start DATA LISTING

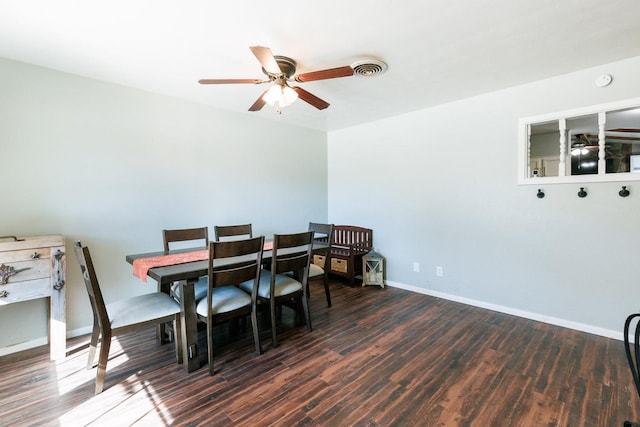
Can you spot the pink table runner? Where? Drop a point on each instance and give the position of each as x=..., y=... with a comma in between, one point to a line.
x=141, y=266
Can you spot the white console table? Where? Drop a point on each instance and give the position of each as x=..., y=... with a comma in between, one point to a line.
x=34, y=267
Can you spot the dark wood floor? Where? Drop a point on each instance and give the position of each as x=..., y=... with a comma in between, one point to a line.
x=376, y=358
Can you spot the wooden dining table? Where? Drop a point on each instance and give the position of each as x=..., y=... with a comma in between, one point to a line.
x=187, y=274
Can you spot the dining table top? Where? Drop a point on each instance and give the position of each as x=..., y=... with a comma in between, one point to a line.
x=187, y=273
x=194, y=269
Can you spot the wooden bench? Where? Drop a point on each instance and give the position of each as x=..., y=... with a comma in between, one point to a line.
x=348, y=244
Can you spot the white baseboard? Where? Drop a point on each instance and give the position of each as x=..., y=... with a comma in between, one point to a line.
x=14, y=348
x=618, y=335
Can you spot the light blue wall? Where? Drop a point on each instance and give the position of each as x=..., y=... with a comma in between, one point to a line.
x=113, y=166
x=439, y=187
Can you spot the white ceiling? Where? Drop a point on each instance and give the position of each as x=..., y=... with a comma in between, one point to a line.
x=437, y=50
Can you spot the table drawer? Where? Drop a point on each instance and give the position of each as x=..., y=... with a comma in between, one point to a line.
x=24, y=291
x=319, y=260
x=339, y=265
x=26, y=270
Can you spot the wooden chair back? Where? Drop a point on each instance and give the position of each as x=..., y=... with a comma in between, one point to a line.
x=242, y=261
x=321, y=232
x=185, y=234
x=236, y=231
x=292, y=252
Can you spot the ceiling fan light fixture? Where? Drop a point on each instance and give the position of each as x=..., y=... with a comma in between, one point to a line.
x=280, y=96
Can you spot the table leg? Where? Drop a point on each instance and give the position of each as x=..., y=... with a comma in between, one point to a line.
x=189, y=325
x=162, y=332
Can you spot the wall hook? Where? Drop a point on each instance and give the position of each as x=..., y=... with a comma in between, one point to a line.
x=582, y=193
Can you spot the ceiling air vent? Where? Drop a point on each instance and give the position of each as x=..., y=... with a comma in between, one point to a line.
x=369, y=67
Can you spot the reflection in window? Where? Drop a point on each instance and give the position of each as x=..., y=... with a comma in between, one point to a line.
x=598, y=143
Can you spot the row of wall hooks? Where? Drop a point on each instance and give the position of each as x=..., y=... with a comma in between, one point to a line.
x=583, y=193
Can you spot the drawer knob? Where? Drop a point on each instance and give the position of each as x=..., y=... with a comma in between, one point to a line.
x=7, y=271
x=59, y=284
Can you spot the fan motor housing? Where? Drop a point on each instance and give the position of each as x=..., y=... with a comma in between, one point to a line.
x=286, y=64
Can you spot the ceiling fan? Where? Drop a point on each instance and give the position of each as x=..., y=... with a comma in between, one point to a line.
x=280, y=70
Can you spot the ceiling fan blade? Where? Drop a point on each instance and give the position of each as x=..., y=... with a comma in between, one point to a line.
x=266, y=59
x=228, y=81
x=331, y=73
x=257, y=106
x=310, y=98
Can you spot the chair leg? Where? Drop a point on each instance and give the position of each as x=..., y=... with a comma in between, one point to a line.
x=95, y=335
x=326, y=290
x=307, y=315
x=256, y=330
x=210, y=346
x=102, y=362
x=177, y=337
x=272, y=306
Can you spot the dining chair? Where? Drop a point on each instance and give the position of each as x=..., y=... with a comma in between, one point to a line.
x=321, y=262
x=291, y=253
x=230, y=264
x=227, y=232
x=196, y=236
x=122, y=316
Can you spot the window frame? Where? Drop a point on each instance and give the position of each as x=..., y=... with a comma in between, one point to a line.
x=524, y=126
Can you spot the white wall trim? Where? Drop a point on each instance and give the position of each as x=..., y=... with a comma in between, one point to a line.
x=23, y=346
x=618, y=335
x=41, y=341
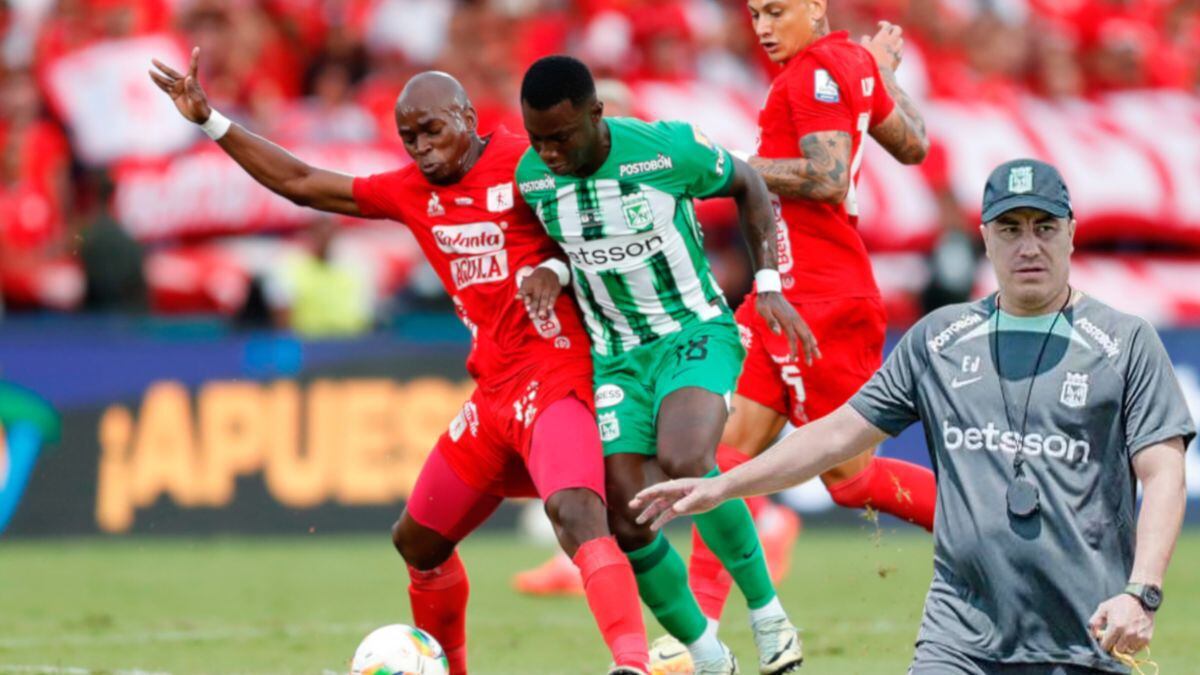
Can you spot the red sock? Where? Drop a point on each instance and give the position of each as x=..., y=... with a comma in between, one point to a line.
x=612, y=596
x=706, y=575
x=439, y=607
x=894, y=487
x=707, y=578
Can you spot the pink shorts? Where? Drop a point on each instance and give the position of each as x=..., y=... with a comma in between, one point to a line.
x=564, y=453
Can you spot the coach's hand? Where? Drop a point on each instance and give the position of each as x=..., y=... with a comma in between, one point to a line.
x=184, y=90
x=539, y=291
x=1121, y=623
x=886, y=46
x=783, y=320
x=666, y=501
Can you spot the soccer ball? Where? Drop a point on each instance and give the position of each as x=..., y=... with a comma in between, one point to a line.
x=670, y=657
x=400, y=650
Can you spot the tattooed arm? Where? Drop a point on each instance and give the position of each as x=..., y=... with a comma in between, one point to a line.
x=821, y=175
x=903, y=132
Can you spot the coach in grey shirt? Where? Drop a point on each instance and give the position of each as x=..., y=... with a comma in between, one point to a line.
x=1042, y=408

end DATA LISTING

* [AIM]
Format every line of the rows above as a Markdown table with two columns, n for the line's number and Line for its text, and skip any blank lines. Leave the pictures out of your answer.

* [FINAL RESULT]
| n | Line |
|---|---|
| 1 | Can you spot the pink table runner? Where? Drop a point on each instance and give the position of each as x=..., y=... with a comma in between, one point to a line. |
| 2 | x=141, y=266 |
| 3 | Can you spot the white console table? Where? Drop a point on each instance and give the position of each as x=..., y=... with a comma in between, one point to a line. |
| 4 | x=34, y=267 |
| 5 | Can you spot the dark wood floor? Where? Drop a point on each instance and give the position of each as x=..., y=... with a comma in between, one point to a line. |
| 6 | x=376, y=358 |
| 7 | Can you spot the wooden dining table? Where? Drop a point on each instance and give the position of each as x=..., y=... with a comma in between, one point to a line. |
| 8 | x=187, y=274 |
| 9 | Can you spot the dining table top? Where? Drop a point on each instance and give the position of each as x=..., y=... with a comma in between, one point to a line. |
| 10 | x=187, y=273 |
| 11 | x=194, y=269 |
| 12 | Can you spot the wooden bench? Where? Drop a point on each instance and give the position of each as x=..., y=... with a comma in between, one point to a line. |
| 13 | x=348, y=244 |
| 14 | Can you spot the white baseboard? Where? Drop a point on each instance and give the position of each as x=..., y=... with a comma in between, one point to a line. |
| 15 | x=14, y=348 |
| 16 | x=618, y=335 |
| 17 | Can you spot the light blue wall? Where? Drop a point on each instance and give the position of each as x=..., y=... with a comma in between, one point to a line. |
| 18 | x=113, y=166 |
| 19 | x=439, y=187 |
| 20 | Can you spot the white ceiling? Where? Drop a point on each instance and give the position of each as x=..., y=... with a comma in between, one point to a line. |
| 21 | x=437, y=50 |
| 22 | Can you spot the table drawer? Where? Drop a point on each instance and give the position of each as x=..., y=... with a comma in between, one point to a line. |
| 23 | x=24, y=291 |
| 24 | x=319, y=260 |
| 25 | x=339, y=265 |
| 26 | x=26, y=270 |
| 27 | Can you spot the wooden chair back? Where? Drop a point on each instance and give the position of each as x=..., y=... with a comma in between, one point to a line. |
| 28 | x=242, y=261 |
| 29 | x=321, y=232 |
| 30 | x=185, y=234 |
| 31 | x=236, y=231 |
| 32 | x=292, y=252 |
| 33 | Can you spot the ceiling fan light fixture? Where? Drop a point on each instance and give the position of each as x=..., y=... with a comma in between, one point to a line. |
| 34 | x=280, y=96 |
| 35 | Can you spot the table leg? Where? Drop a point on each instance and give the position of each as x=..., y=... with a comma in between, one point to a line. |
| 36 | x=189, y=325 |
| 37 | x=162, y=332 |
| 38 | Can you spot the wall hook? Where? Drop a point on each instance and give the position of each as x=..., y=... with a comma in between, one point to a line. |
| 39 | x=582, y=193 |
| 40 | Can you spot the ceiling air vent? Where? Drop a point on each instance and give the position of each as x=..., y=... with a comma in between, one point to a line. |
| 41 | x=369, y=67 |
| 42 | Can you spot the reflection in window? Where? Drop a point on each instance and give the position of each as x=..., y=... with a comma in between, one point to a line. |
| 43 | x=598, y=143 |
| 44 | Can you spot the row of wall hooks? Where? Drop a point on each instance and give the position of each as x=..., y=... with a comma in between, one point to a line. |
| 45 | x=583, y=193 |
| 46 | Can you spot the drawer knob? Where? Drop a point on each instance and give the position of each as x=..., y=... with a comma in between, one point to a line. |
| 47 | x=7, y=271 |
| 48 | x=59, y=284 |
| 49 | Can you spot the fan motor housing? Where? Drop a point on each instance and give the position of each as x=..., y=... with a comma in between, one point to a line. |
| 50 | x=286, y=64 |
| 51 | Can you spot the ceiling fan? Where? Drop a point on each instance and give the position of each as x=..., y=... with a comma in between, one point to a line. |
| 52 | x=280, y=70 |
| 53 | Can you spot the ceiling fan blade? Where? Drop a point on each instance and give the position of each as x=..., y=... with a comma in between, one point to a line. |
| 54 | x=266, y=59 |
| 55 | x=228, y=81 |
| 56 | x=331, y=73 |
| 57 | x=257, y=106 |
| 58 | x=310, y=98 |
| 59 | Can you spot the chair leg? Where? Drop a point on each instance and give the position of each as x=..., y=... with a comma in between, one point to a line. |
| 60 | x=95, y=335 |
| 61 | x=326, y=290 |
| 62 | x=307, y=315 |
| 63 | x=256, y=330 |
| 64 | x=210, y=346 |
| 65 | x=102, y=362 |
| 66 | x=177, y=337 |
| 67 | x=272, y=306 |
| 68 | Can you spot the dining chair? Where? Drop a point on each instance and give the position of each as x=..., y=... with a comma in between, one point to a line. |
| 69 | x=321, y=262 |
| 70 | x=291, y=253 |
| 71 | x=230, y=264 |
| 72 | x=227, y=232 |
| 73 | x=196, y=236 |
| 74 | x=122, y=316 |
| 75 | Can you spot the window frame? Where? Drop a point on each instance and give the position of each as x=..., y=... with a comma in between, one point to a line. |
| 76 | x=524, y=126 |
| 77 | Can you spot the white wall trim? Where? Drop a point on each instance and give the position of each as x=..., y=... with a comma in between, one point to a line. |
| 78 | x=23, y=346 |
| 79 | x=618, y=335 |
| 80 | x=41, y=341 |
| 81 | Can you spot the red sock? Where? Drop a point on each instance and give the position of each as x=..., y=... with a comma in between, one point to a line. |
| 82 | x=612, y=596 |
| 83 | x=706, y=575 |
| 84 | x=439, y=607 |
| 85 | x=894, y=487 |
| 86 | x=707, y=578 |
| 87 | Can you spot the pink shorts? Where? Drop a point on each instance and give the position of each as x=..., y=... with a comma in between, one point to a line. |
| 88 | x=564, y=453 |
| 89 | Can you spot the coach's hand? Where? Drop a point on each instance and give the position of each as x=..., y=... with a comma in between, one point to a line. |
| 90 | x=184, y=90 |
| 91 | x=539, y=291 |
| 92 | x=1121, y=623 |
| 93 | x=886, y=46 |
| 94 | x=783, y=320 |
| 95 | x=666, y=501 |
| 96 | Can you spot the soccer ball? Where? Drop a point on each instance and give the position of each as x=..., y=... with a comma in between, one point to a line. |
| 97 | x=670, y=657 |
| 98 | x=400, y=650 |
| 99 | Can you spot the tattooed arm? Where? Drop a point on each instance and give the position of each as x=..., y=... with a comma in between, one point to a line. |
| 100 | x=821, y=175 |
| 101 | x=903, y=132 |
| 102 | Can you spot the coach in grey shirt? Where? Drop a point on each instance and give the position of each as x=..., y=... with a comma in between, one point to a line. |
| 103 | x=1042, y=408 |